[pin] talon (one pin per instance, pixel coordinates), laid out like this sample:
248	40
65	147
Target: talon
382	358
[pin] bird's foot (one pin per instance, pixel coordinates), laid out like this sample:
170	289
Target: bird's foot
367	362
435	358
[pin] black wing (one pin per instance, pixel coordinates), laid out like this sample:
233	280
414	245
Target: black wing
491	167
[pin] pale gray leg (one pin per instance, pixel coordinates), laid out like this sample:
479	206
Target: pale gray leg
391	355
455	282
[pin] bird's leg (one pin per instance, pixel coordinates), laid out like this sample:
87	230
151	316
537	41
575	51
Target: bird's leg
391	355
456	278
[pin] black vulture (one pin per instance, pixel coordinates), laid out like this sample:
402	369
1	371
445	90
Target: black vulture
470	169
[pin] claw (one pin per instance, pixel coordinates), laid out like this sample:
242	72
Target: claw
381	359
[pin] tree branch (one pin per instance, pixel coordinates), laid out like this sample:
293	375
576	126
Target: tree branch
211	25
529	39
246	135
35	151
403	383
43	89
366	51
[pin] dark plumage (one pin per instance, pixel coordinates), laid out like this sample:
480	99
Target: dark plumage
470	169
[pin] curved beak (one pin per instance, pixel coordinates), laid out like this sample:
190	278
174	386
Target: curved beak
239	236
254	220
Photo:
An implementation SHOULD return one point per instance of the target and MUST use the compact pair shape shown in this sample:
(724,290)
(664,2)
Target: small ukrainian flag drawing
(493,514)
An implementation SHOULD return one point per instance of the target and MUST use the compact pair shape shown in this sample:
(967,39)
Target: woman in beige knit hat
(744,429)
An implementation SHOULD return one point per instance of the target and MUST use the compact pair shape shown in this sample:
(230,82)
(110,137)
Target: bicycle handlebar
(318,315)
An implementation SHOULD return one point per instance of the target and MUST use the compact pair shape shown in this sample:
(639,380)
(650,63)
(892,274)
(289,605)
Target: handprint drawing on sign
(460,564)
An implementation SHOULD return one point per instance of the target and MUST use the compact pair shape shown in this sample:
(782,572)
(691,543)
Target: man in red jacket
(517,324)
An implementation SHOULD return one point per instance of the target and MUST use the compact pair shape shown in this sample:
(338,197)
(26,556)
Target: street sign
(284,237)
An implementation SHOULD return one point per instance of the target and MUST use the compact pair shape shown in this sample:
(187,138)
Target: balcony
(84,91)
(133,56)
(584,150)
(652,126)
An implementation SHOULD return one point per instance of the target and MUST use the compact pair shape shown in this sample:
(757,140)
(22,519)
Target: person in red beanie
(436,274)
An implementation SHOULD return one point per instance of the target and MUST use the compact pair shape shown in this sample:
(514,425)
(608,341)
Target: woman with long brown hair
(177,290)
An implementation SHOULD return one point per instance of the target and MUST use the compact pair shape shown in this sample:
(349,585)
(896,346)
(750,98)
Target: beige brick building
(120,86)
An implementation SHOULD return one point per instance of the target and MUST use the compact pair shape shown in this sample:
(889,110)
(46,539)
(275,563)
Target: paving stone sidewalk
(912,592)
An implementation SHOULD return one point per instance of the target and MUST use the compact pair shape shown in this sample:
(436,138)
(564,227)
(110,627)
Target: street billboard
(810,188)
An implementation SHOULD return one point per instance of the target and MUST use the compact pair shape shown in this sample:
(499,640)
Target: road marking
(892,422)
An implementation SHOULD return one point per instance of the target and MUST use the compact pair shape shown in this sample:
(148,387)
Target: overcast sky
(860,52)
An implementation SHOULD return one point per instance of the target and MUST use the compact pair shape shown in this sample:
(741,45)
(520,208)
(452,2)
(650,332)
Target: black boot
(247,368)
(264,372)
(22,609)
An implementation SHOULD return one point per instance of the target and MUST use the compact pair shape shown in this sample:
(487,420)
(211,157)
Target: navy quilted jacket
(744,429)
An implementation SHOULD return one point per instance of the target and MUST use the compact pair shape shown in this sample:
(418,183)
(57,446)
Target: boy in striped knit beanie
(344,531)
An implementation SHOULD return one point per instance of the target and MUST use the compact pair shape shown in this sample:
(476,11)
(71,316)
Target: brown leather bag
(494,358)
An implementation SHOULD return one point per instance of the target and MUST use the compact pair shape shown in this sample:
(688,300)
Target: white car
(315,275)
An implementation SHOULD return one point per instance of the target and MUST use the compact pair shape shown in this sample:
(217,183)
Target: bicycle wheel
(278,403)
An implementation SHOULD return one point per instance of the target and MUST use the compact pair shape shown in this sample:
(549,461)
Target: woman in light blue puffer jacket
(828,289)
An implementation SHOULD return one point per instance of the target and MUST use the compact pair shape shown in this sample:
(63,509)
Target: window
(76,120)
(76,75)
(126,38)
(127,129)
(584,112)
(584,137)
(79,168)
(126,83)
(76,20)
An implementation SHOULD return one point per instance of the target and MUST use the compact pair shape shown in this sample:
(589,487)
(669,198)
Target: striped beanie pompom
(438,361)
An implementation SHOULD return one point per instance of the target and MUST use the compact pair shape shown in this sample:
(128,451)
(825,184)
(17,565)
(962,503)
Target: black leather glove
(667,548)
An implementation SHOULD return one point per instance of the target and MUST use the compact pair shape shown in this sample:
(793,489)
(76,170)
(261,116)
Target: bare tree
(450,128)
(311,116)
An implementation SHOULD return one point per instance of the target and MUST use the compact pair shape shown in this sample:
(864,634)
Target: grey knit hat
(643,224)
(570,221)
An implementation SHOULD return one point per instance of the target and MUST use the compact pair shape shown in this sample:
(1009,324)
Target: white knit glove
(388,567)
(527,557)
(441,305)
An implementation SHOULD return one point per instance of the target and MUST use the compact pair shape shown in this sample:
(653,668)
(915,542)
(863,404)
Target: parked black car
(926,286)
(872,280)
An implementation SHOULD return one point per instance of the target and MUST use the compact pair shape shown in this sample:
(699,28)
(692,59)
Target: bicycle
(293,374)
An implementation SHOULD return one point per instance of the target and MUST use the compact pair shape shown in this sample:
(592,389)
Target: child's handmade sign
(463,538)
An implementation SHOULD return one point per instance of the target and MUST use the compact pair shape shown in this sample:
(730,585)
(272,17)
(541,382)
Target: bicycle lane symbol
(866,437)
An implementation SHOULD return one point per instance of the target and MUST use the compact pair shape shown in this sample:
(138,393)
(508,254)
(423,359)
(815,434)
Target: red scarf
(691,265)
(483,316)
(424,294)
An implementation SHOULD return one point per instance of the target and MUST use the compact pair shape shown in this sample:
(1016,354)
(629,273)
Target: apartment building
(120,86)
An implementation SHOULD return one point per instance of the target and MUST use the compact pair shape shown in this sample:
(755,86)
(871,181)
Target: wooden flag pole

━━━━━━━━━━━━━━━━━━━━━━━━━━━━━━

* Work instructions: Write the listing out again, exactly as it reads.

* Task response:
[pin] talon (one pin per instance, pixel coordinates), laid out like this sample:
248	40
65	147
Target: talon
382	358
[pin] bird's foot (one pin per instance, pixel coordinates), laid out like this sample:
170	289
Target: bird's foot
367	362
435	358
[pin] black wing (one pin per instance, pixel coordinates), laid out like this sample:
233	280
414	245
Target: black wing
491	167
[pin] pale gray leg (one pin per instance, pixel coordinates), laid out like this sample:
479	206
Target: pale gray leg
391	355
455	282
[pin] bird's leg (one pin per instance, pixel coordinates), laid out like this sample:
87	230
151	316
537	41
575	51
Target: bird's leg
391	355
456	278
[pin] black vulture (one pin per instance, pixel coordinates), laid out like this sample:
402	369
1	371
445	90
Target: black vulture
470	169
[pin] claw (one pin per instance, pixel coordinates), laid out like this sample:
242	72
Target: claw
381	359
[pin] tree branch (one pin per instance, pixel coordinates), laid out like this sample:
293	375
576	126
Target: tree branch
211	25
529	39
246	135
35	151
403	383
43	89
366	51
[pin] dark plumage (one pin per instance, pixel coordinates), laid out like this sample:
480	99
Target: dark plumage
470	169
[pin] curved beak (one pin per instance, pixel coordinates), laid out like this sample:
190	278
174	386
Target: curved beak
239	236
254	220
Photo:
An implementation SHOULD return one point per instance of the target and MUST use the compact pair shape shown in this sample:
(724,290)
(664,2)
Target: small ukrainian flag drawing
(493,514)
An implementation SHOULD return one point per instance of the target and MUST use the compact pair shape shown in this sample:
(967,39)
Target: woman in beige knit hat
(744,429)
An implementation SHOULD return one point per instance of the target and MUST use the compact pair shape shown in this sample:
(230,82)
(110,137)
Target: bicycle handlebar
(318,315)
An implementation SHOULD return one point per instance of the target and MUST use the compact pair shape shown in this sample:
(639,380)
(650,63)
(892,274)
(289,605)
Target: handprint drawing on sign
(460,564)
An implementation SHOULD return one point per instance of the target and MUST use the compact pair shape shown in this sample:
(782,572)
(691,543)
Target: man in red jacket
(517,324)
An implementation SHOULD return one point per instance of the target and MUST use the compact pair shape shown in this sample:
(338,197)
(26,556)
Target: street sign
(284,237)
An implementation SHOULD return one point per instance of the target and MUST use the compact pair shape shown in this sample:
(187,138)
Target: balcony
(84,91)
(133,56)
(584,150)
(652,126)
An implementation SHOULD return one point per instance of the target and MUST use the compact pair shape shown in this sample:
(757,140)
(22,519)
Target: person in red beanie
(436,274)
An implementation SHOULD return one point per instance of the target and MUST use the compact pair shape shown in this sample:
(514,425)
(608,341)
Target: woman with long brown hair
(177,290)
An implementation SHOULD return one point per instance of the target and MUST use the compact pair shape shown in this sample:
(349,585)
(896,346)
(750,98)
Target: beige brick building
(120,86)
An implementation SHOULD return one point per instance of the target and MUST use the compact pair shape shown in this sample:
(889,110)
(46,539)
(275,563)
Target: paving stone sidewalk
(912,592)
An implementation SHOULD return one point per instance of the target and MUST use the compact pair shape shown in this sample:
(436,138)
(564,227)
(110,627)
Target: street billboard
(810,188)
An implementation SHOULD return one point per instance of the target and MUST use the compact pair shape shown in this sample:
(499,640)
Target: road marking
(892,422)
An implementation SHOULD return one point per instance of the target and MUST use the compact pair shape shown in this sample:
(148,387)
Target: overcast sky
(860,52)
An implementation SHOULD return one point per instance of the target and MUST use the compact pair shape shown in this sample:
(741,45)
(520,208)
(452,2)
(650,332)
Target: black boot
(247,368)
(264,372)
(22,609)
An implementation SHOULD return one point per instance of the target and MUST use the compact pair shape shown in this sample:
(487,420)
(211,157)
Target: navy quilted jacket
(744,429)
An implementation SHOULD return one point per instance of the target and MUST use the compact pair shape shown in this sample:
(418,183)
(57,446)
Target: boy in striped knit beanie
(344,531)
An implementation SHOULD return one point per instance of the target and MUST use the compact pair shape shown in this sample:
(476,11)
(71,316)
Target: brown leather bag
(494,358)
An implementation SHOULD return one point per instance of the target and MUST use the compact pair shape shown in this sample:
(688,300)
Target: white car
(315,275)
An implementation SHOULD return one point per instance of the target and MUST use the compact pair shape shown in this sample:
(217,183)
Target: bicycle wheel
(278,403)
An implementation SHOULD return one point per instance of the target and MUST use the compact pair shape shown in this sample:
(549,461)
Target: woman in light blue puffer jacket
(828,289)
An implementation SHOULD return one point per instance of the target and MUST use the compact pair shape shown in this sample:
(63,509)
Target: window
(76,120)
(76,75)
(126,38)
(127,129)
(584,112)
(584,137)
(79,168)
(126,83)
(76,20)
An implementation SHOULD return one point per instance of the target and MUST use the compact pair shape shown in this sample:
(589,487)
(669,198)
Target: striped beanie pompom
(438,361)
An implementation SHOULD return one point per instance of the target and MUST use the compact pair shape shown in this sample:
(128,451)
(825,184)
(17,565)
(962,503)
Target: black leather glove
(667,548)
An implementation SHOULD return one point per instance of the target and MUST use the compact pair shape shown in this sample:
(793,489)
(76,170)
(261,116)
Target: bare tree
(450,128)
(311,116)
An implementation SHOULD return one point per instance of the target and MUST use the compact pair shape shown in this sample:
(864,634)
Target: grey knit hat
(643,224)
(570,221)
An implementation SHOULD return one point per instance of the target and MUST use the compact pair shape shown in this sample:
(1009,324)
Target: white knit glove
(388,567)
(527,557)
(441,305)
An implementation SHOULD return one point per instance of the target and MUST use the compact pair shape shown in this sample:
(653,668)
(915,542)
(863,404)
Target: parked black car
(926,286)
(872,280)
An implementation SHOULD return one point per instance of the target and MUST use the compact pair shape shown in this sample:
(699,28)
(692,59)
Target: bicycle
(293,374)
An implementation SHOULD return one point per instance of the target and MUST use the compact pair shape shown in this sample:
(592,389)
Target: child's handmade sign
(463,538)
An implementation SHOULD return one point per instance of the target and MUST use the compact pair shape shown in this sample:
(730,585)
(272,17)
(541,382)
Target: bicycle lane symbol
(866,437)
An implementation SHOULD return one point per instance of the target and MUST use the compact pair shape shown in this sample:
(138,393)
(508,254)
(423,359)
(815,434)
Target: red scarf
(691,265)
(483,316)
(424,294)
An implementation SHOULD return one point per instance of the target and MUST use the compact pair shape shown in this sample:
(1016,354)
(629,273)
Target: apartment building
(120,86)
An implementation SHOULD return one point per instance of the target and MUST use the compact pair shape shown in this sample:
(755,86)
(871,181)
Target: wooden flag pole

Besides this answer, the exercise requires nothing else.